• _Set problem_
Quote all lines below exactly. Images stay out.

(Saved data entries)
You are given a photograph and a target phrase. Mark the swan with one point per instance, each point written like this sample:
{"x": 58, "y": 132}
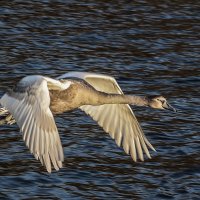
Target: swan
{"x": 34, "y": 101}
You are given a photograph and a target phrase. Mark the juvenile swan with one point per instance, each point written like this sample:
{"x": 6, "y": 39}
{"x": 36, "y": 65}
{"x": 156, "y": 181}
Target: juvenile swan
{"x": 35, "y": 99}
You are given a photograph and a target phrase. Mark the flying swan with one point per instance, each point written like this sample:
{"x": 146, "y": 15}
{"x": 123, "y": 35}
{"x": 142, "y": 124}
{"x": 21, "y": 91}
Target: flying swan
{"x": 35, "y": 100}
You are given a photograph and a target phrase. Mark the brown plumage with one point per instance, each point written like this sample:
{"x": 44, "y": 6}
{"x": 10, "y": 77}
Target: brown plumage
{"x": 36, "y": 98}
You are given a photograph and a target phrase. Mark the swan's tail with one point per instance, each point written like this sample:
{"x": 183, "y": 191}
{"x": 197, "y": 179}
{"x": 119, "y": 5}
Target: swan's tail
{"x": 6, "y": 117}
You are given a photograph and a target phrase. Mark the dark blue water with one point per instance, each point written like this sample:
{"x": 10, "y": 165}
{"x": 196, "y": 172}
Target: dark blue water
{"x": 150, "y": 47}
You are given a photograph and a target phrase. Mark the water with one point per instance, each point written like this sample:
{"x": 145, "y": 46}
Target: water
{"x": 151, "y": 47}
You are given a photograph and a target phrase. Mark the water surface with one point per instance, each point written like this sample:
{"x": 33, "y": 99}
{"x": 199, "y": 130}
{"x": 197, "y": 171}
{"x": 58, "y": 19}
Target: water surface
{"x": 150, "y": 47}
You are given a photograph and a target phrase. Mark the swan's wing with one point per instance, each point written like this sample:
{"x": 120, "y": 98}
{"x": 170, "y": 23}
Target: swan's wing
{"x": 116, "y": 119}
{"x": 29, "y": 103}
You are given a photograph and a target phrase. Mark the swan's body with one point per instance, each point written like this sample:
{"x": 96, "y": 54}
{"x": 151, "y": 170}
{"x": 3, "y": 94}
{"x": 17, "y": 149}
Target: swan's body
{"x": 36, "y": 98}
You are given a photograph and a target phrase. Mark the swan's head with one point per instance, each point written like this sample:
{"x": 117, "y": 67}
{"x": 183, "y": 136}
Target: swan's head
{"x": 159, "y": 102}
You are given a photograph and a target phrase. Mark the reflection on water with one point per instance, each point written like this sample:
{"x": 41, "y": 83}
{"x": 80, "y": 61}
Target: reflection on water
{"x": 151, "y": 47}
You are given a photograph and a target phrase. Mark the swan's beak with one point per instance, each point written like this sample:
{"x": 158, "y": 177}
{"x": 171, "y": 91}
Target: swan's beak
{"x": 167, "y": 106}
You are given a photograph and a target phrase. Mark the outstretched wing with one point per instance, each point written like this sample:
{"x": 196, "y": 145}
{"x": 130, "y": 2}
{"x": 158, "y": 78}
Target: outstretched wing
{"x": 116, "y": 119}
{"x": 29, "y": 103}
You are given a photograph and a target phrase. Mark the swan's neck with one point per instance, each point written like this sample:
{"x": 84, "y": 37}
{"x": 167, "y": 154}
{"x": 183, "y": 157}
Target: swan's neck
{"x": 122, "y": 99}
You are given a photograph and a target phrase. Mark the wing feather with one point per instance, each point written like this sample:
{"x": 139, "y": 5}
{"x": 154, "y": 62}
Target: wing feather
{"x": 118, "y": 120}
{"x": 29, "y": 104}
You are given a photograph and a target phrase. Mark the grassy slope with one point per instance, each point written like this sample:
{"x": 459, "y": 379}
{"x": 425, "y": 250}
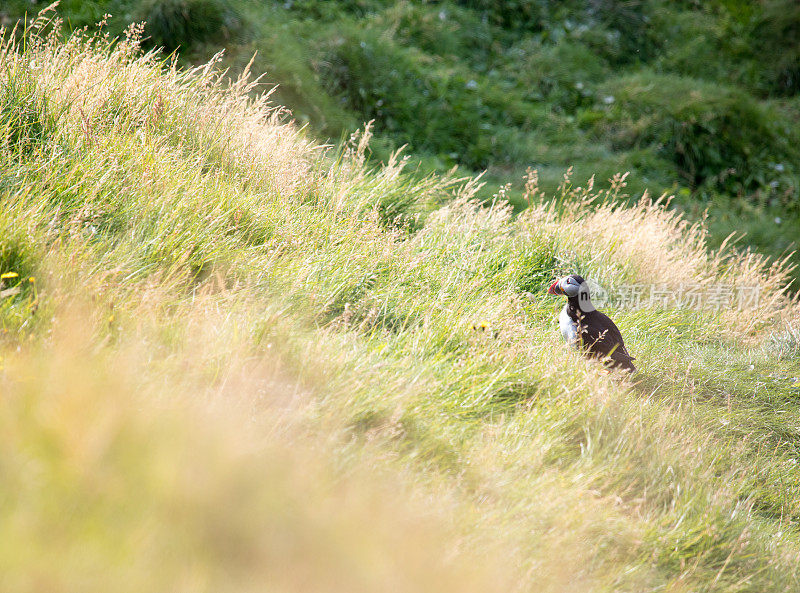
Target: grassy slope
{"x": 697, "y": 99}
{"x": 228, "y": 352}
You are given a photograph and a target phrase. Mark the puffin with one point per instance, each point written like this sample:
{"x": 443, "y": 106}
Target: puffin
{"x": 587, "y": 329}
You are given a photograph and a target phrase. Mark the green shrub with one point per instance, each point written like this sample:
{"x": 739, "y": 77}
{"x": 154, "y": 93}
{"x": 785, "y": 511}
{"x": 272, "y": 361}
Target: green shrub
{"x": 174, "y": 24}
{"x": 448, "y": 111}
{"x": 515, "y": 15}
{"x": 713, "y": 134}
{"x": 438, "y": 29}
{"x": 775, "y": 37}
{"x": 563, "y": 74}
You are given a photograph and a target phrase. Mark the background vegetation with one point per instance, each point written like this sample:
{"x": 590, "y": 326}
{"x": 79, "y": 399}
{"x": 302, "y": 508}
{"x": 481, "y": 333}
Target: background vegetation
{"x": 233, "y": 358}
{"x": 696, "y": 99}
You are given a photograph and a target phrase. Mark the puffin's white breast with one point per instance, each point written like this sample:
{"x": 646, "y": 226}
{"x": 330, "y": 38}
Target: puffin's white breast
{"x": 569, "y": 329}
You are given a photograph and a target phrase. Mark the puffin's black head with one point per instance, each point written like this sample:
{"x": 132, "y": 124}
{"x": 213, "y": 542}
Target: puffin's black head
{"x": 568, "y": 286}
{"x": 576, "y": 289}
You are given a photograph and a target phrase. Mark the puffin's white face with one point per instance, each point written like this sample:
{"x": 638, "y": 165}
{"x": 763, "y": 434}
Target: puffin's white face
{"x": 571, "y": 286}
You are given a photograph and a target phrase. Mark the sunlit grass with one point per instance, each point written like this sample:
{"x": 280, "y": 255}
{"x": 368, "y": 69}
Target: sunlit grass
{"x": 249, "y": 360}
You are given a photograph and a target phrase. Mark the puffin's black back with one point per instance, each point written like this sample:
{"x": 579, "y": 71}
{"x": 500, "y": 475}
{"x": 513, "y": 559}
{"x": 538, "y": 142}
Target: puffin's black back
{"x": 601, "y": 337}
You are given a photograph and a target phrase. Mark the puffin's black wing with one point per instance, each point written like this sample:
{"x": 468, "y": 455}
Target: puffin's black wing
{"x": 602, "y": 337}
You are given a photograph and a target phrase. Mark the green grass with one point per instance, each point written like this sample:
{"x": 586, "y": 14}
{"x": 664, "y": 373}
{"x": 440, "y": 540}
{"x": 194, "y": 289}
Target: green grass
{"x": 244, "y": 352}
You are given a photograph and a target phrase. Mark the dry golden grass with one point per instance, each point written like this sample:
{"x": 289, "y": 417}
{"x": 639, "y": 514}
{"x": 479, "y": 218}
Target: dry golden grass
{"x": 236, "y": 370}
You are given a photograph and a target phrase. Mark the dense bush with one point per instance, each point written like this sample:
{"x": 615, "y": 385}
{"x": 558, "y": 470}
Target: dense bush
{"x": 713, "y": 134}
{"x": 417, "y": 101}
{"x": 174, "y": 24}
{"x": 563, "y": 74}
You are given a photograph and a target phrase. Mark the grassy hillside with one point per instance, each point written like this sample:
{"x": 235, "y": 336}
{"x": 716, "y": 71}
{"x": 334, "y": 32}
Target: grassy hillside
{"x": 231, "y": 358}
{"x": 696, "y": 99}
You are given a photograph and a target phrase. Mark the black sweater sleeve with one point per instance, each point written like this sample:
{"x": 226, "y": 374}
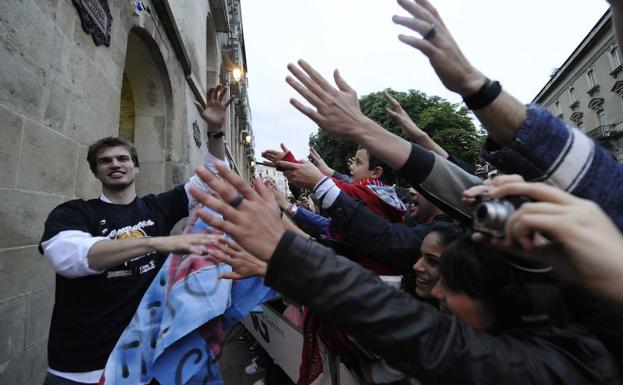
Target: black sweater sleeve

• _Full output_
You are given a photograph and a target phrase. Mark the swan with one point per instance, each point written like this sample:
{"x": 58, "y": 132}
Target: swan
{"x": 34, "y": 101}
You are given a photograph and a target phrase. Mark the juvenile swan with one point per instance, each point written like this sample:
{"x": 6, "y": 39}
{"x": 36, "y": 65}
{"x": 156, "y": 181}
Target: juvenile swan
{"x": 35, "y": 99}
You are given a photograph and a target phrase. Mark the flying swan with one point per instance, each point written like this sample:
{"x": 146, "y": 15}
{"x": 123, "y": 35}
{"x": 142, "y": 124}
{"x": 21, "y": 91}
Target: flying swan
{"x": 35, "y": 100}
You are given a photograph and a target phrase. Mark the brown plumage with one point per instance, each point written like this sample:
{"x": 44, "y": 6}
{"x": 10, "y": 77}
Target: brown plumage
{"x": 36, "y": 98}
You are given a photograph and a target phrase. Mark the swan's tail with one point per instance, each point written like this sample:
{"x": 183, "y": 191}
{"x": 197, "y": 179}
{"x": 119, "y": 5}
Target: swan's tail
{"x": 6, "y": 117}
You are given a photograph and a target phrase. Mark the dark blue water with one point per instance, each point written like this sample:
{"x": 10, "y": 165}
{"x": 196, "y": 172}
Target: dark blue water
{"x": 150, "y": 47}
You are given a photograph and a target phrase. Mark the water with one point per instance, each point written like this sample:
{"x": 145, "y": 46}
Target: water
{"x": 151, "y": 47}
You are given a photograph and a target phrase. Mark the water surface with one point per instance, each point written like this sample:
{"x": 33, "y": 99}
{"x": 199, "y": 130}
{"x": 197, "y": 171}
{"x": 58, "y": 19}
Target: water surface
{"x": 150, "y": 47}
You are given a photograph and a target phrase. Mark the swan's wing with one point per instance, each point written like this sample:
{"x": 120, "y": 98}
{"x": 170, "y": 23}
Target: swan's wing
{"x": 116, "y": 119}
{"x": 29, "y": 103}
You are given a photograph and a target phrase. Mark the swan's body with one point per instance, each point written like this sample:
{"x": 96, "y": 54}
{"x": 151, "y": 170}
{"x": 3, "y": 94}
{"x": 17, "y": 149}
Target: swan's body
{"x": 36, "y": 98}
You are given a photograph and a target phrase. Mark the swan's head with one point per instance, each point written like this sample:
{"x": 117, "y": 67}
{"x": 183, "y": 136}
Target: swan's head
{"x": 159, "y": 102}
You are given a photograph and a target phrase. Mark the reflection on water with one point per instance, each point written like this sample:
{"x": 41, "y": 83}
{"x": 80, "y": 61}
Target: reflection on water
{"x": 151, "y": 47}
You are given a photograph and a target phrase. Mark the swan's beak with one point per instance, each point written like this sample:
{"x": 158, "y": 177}
{"x": 171, "y": 91}
Target: swan's beak
{"x": 167, "y": 106}
You are given a photograph and a target phrase. Mark the outstretched wing with one point per instance, each point written like this sample:
{"x": 196, "y": 145}
{"x": 130, "y": 2}
{"x": 158, "y": 78}
Target: outstretched wing
{"x": 116, "y": 119}
{"x": 29, "y": 103}
You are given a photograph and a target phrase. Mark the swan's neck with one point per instance, each point written like this sample:
{"x": 84, "y": 37}
{"x": 167, "y": 154}
{"x": 183, "y": 157}
Target: swan's neck
{"x": 122, "y": 99}
You are given a photograph and a target phrase. Mark the wing feather with one point per instance, each point written like this sample:
{"x": 139, "y": 5}
{"x": 154, "y": 62}
Target: wing feather
{"x": 118, "y": 120}
{"x": 29, "y": 104}
You are given a photograph and a target phrase. Mark the grassy slope with one point per instance, each point written like this sample:
{"x": 459, "y": 379}
{"x": 425, "y": 250}
Target: grassy slope
{"x": 697, "y": 99}
{"x": 228, "y": 352}
You are given a photograph and a target phrase. Mark the puffin with one point per instance, each point written like this sample:
{"x": 443, "y": 106}
Target: puffin
{"x": 587, "y": 329}
You are given a photograph and a target phrase. Mark the green shrub with one point per instance, each point written like this sample:
{"x": 739, "y": 77}
{"x": 154, "y": 93}
{"x": 785, "y": 511}
{"x": 272, "y": 361}
Target: green shrub
{"x": 174, "y": 24}
{"x": 448, "y": 111}
{"x": 515, "y": 15}
{"x": 713, "y": 134}
{"x": 438, "y": 29}
{"x": 775, "y": 37}
{"x": 563, "y": 74}
You are given a photograph and a target phrase. Mark the background vegetation with one point per instance, each point written like this sample:
{"x": 590, "y": 326}
{"x": 79, "y": 399}
{"x": 302, "y": 508}
{"x": 481, "y": 333}
Target: background vegetation
{"x": 233, "y": 358}
{"x": 696, "y": 99}
You are given a photograph and a target phrase. Mark the puffin's white breast with one point per instance, each point written like this sample:
{"x": 646, "y": 226}
{"x": 330, "y": 38}
Target: puffin's white breast
{"x": 569, "y": 329}
You are given a photograph and a target phrase. Mark the puffin's black head with one point per instance, each point written like this sample:
{"x": 132, "y": 124}
{"x": 213, "y": 542}
Target: puffin's black head
{"x": 568, "y": 286}
{"x": 576, "y": 289}
You are given a photograph and a target phrase. Mark the puffin's white face with one point per instance, each point written like this sample:
{"x": 638, "y": 165}
{"x": 763, "y": 434}
Target: puffin's white face
{"x": 571, "y": 286}
You are given a photograph and a target phrase. Mark the sunlit grass with one point per instance, each point written like this sample:
{"x": 280, "y": 255}
{"x": 368, "y": 69}
Target: sunlit grass
{"x": 249, "y": 360}
You are given a photograph and a target phrase. Mark the puffin's black back with one point per instance, each point written like this sample:
{"x": 579, "y": 71}
{"x": 500, "y": 475}
{"x": 513, "y": 559}
{"x": 538, "y": 142}
Target: puffin's black back
{"x": 601, "y": 337}
You are given a photograph and a target phrase. Mark the puffin's black wing with one point per instance, each point written like this sample:
{"x": 468, "y": 455}
Target: puffin's black wing
{"x": 602, "y": 337}
You are given a photograph and a target phrase. Mark the green grass with one point per instance, each point written like this sample:
{"x": 586, "y": 14}
{"x": 664, "y": 373}
{"x": 440, "y": 540}
{"x": 194, "y": 289}
Target: green grass
{"x": 244, "y": 352}
You are given a photograph and a target phrase. Mark the dry golden grass with one point per instance, each point written like this sample:
{"x": 289, "y": 417}
{"x": 639, "y": 514}
{"x": 479, "y": 218}
Target: dry golden grass
{"x": 236, "y": 370}
You are given a photograph and a target phrase. Mark the dense bush with one point per instance, each point written like this sample:
{"x": 615, "y": 385}
{"x": 558, "y": 470}
Target: dense bush
{"x": 713, "y": 134}
{"x": 417, "y": 101}
{"x": 174, "y": 24}
{"x": 563, "y": 74}
You are given a photograph and a target phrase. Mark the grassy hillside with one point per instance, each point written like this sample:
{"x": 235, "y": 336}
{"x": 716, "y": 71}
{"x": 334, "y": 32}
Target: grassy hillside
{"x": 231, "y": 358}
{"x": 696, "y": 99}
You are given a photograph and a target phrase. Mark the black sweater sleeve with one point per instance, each point written like this sample:
{"x": 226, "y": 374}
Target: black sweater sleeve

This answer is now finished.